▸ Exercise set:
[a] According to the DeWine article, how much money did Mr. Bush help Mr. DeWine raise for re-election in Cincinnati?
[b] Write out the passage of the DeWine article from "Ohio's senior senator" to "re-election in Cincinnati.".
[c] Translate this sentence from the DeWine article into Spanish: "Mr. DeWine said he would have preferred for Congress to complete a 45-day review of the proposal."

Loading…
Monday, May 20, 2013
Current Weather
Loading Current Weather....
Published: 3/13/2006

DeWine paints picture of independence from President's viewpoints

BY JIM TANKERSLEY
BLADE POLITICS WRITER
Sen. Mike Dewine, right, attending a 2004 rally with President Bush and Zell Miller in Ironton, Ohio, says when pople decide to vote for him, they are 'not electing George Bush ... they're electing me.' Sen. Mike Dewine, right, attending a 2004 rally with President Bush and Zell Miller in Ironton, Ohio, says when pople decide to vote for him, they are 'not electing George Bush ... they're electing me.' Enlarge

It took Mike DeWine 50 minutes and two chats with a waitress to get a glass of milk to wash down his oatmeal in Perrysburg yesterday.

Ohio's senior senator had less trouble trying to wash away Democrats' attempts to smother him in President Bush's sagging popularity. In a breakfast interview with The Blade, Mr. DeWine, a Republican from Cedarville, said the President sent too few troops to Iraq and must submit to permanent legislative oversight of his domestic wiretapping program.

Mr. DeWine also criticized the Bush Administration's handling of a controversial plan to allow a Middle Eastern country to assume operations of U.S. ports - although he declined to criticize the now-scuttled plan itself.

The comments came a day after Mr. DeWine toured Ohio with Karl Rove, the President's top political adviser, and two weeks after Mr. Bush helped Mr. DeWine raise $1.1 million for re-election in Cincinnati.

They reflect a balancing act that Democrats call hypocritical, but Mr. DeWine says fits his pragmatic approach in the Senate.

"I do not always agree with the President, and when I do not agree with him, I vote the other way," Mr. DeWine said, adding a moment later: "People of this state are going to decide if they want Mike DeWine to be their senator. They're not electing George Bush, they're not electing Karl Rove, they're electing me."

Mr. DeWine's presumptive November opponent disagreed. In a telephone interview, U.S. Rep. Sherrod Brown (D., Avon) called the visits by Mr. Rove and Mr. Bush, along with a January fund-raiser Vice President Cheney headlined for Mr. DeWine in Washington, "rewards for service well-done for the President."

Mr. DeWine attended Mr. Rove's Saturday evening speech in Bowling Green. He and his wife, Fran, stayed the night with a friend nearby.

The interview included what appeared to be Mr. DeWine's most extensive public discussion of the proposed port management agreement with Dubai Ports World, which canceled the deal last week under pressure from the public and legislators in both parties.

Mr. DeWine said he would have preferred for Congress to complete a 45-day review of the proposal.

▸ Recorded information:
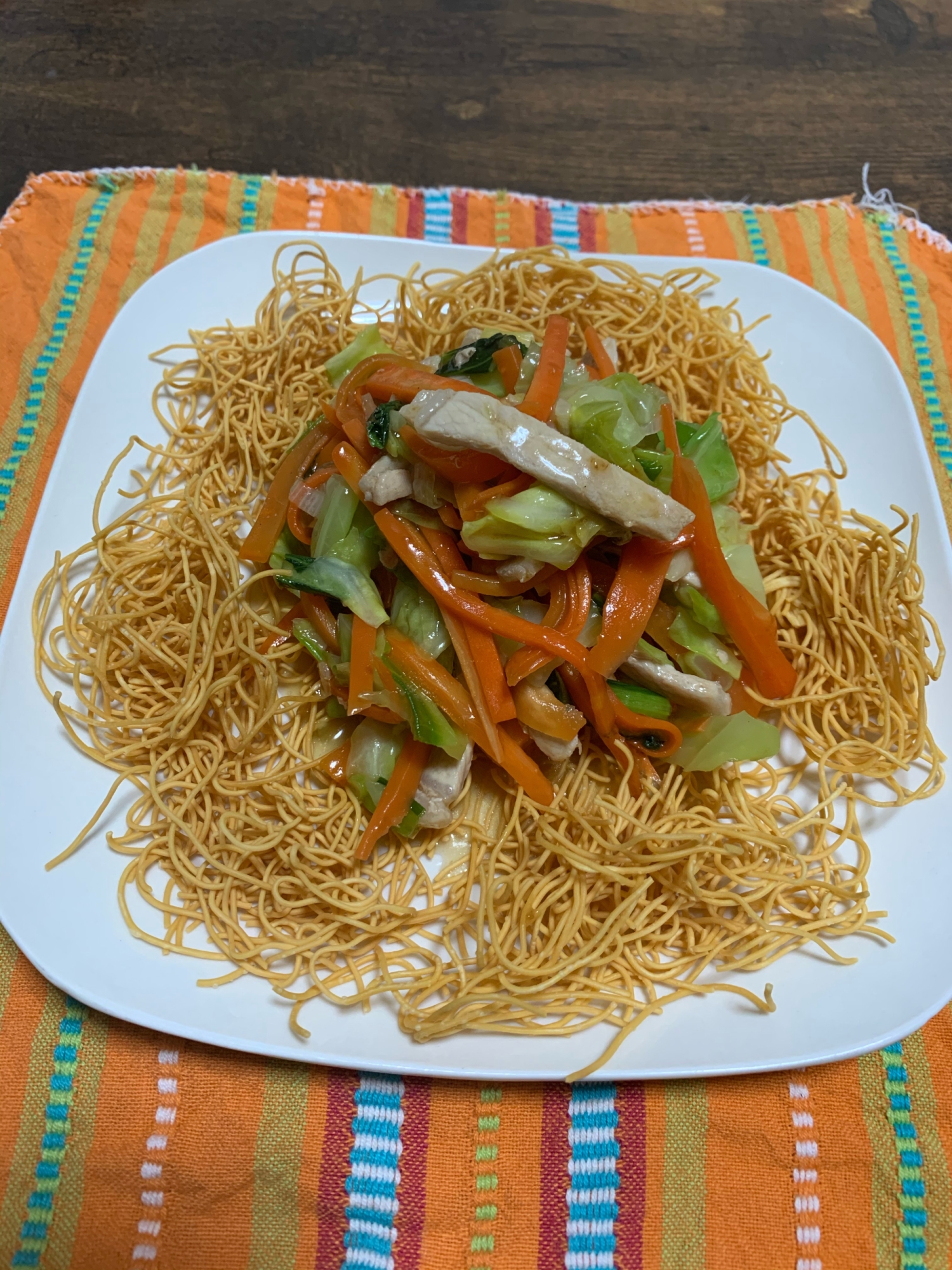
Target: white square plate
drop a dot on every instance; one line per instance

▸ Answers for the tasks:
[a] $1.1 million

[b]
Ohio's senior senator had less trouble trying to wash away Democrats' attempts to smother him in President Bush's sagging popularity. In a breakfast interview with The Blade, Mr. DeWine, a Republican from Cedarville, said the President sent too few troops to Iraq and must submit to permanent legislative oversight of his domestic wiretapping program.

Mr. DeWine also criticized the Bush Administration's handling of a controversial plan to allow a Middle Eastern country to assume operations of U.S. ports - although he declined to criticize the now-scuttled plan itself.

The comments came a day after Mr. DeWine toured Ohio with Karl Rove, the President's top political adviser, and two weeks after Mr. Bush helped Mr. DeWine raise $1.1 million for re-election in Cincinnati.

[c] El Sr. DeWine dijo que habría preferido que el Congreso completara una revisión de 45 días de la propuesta.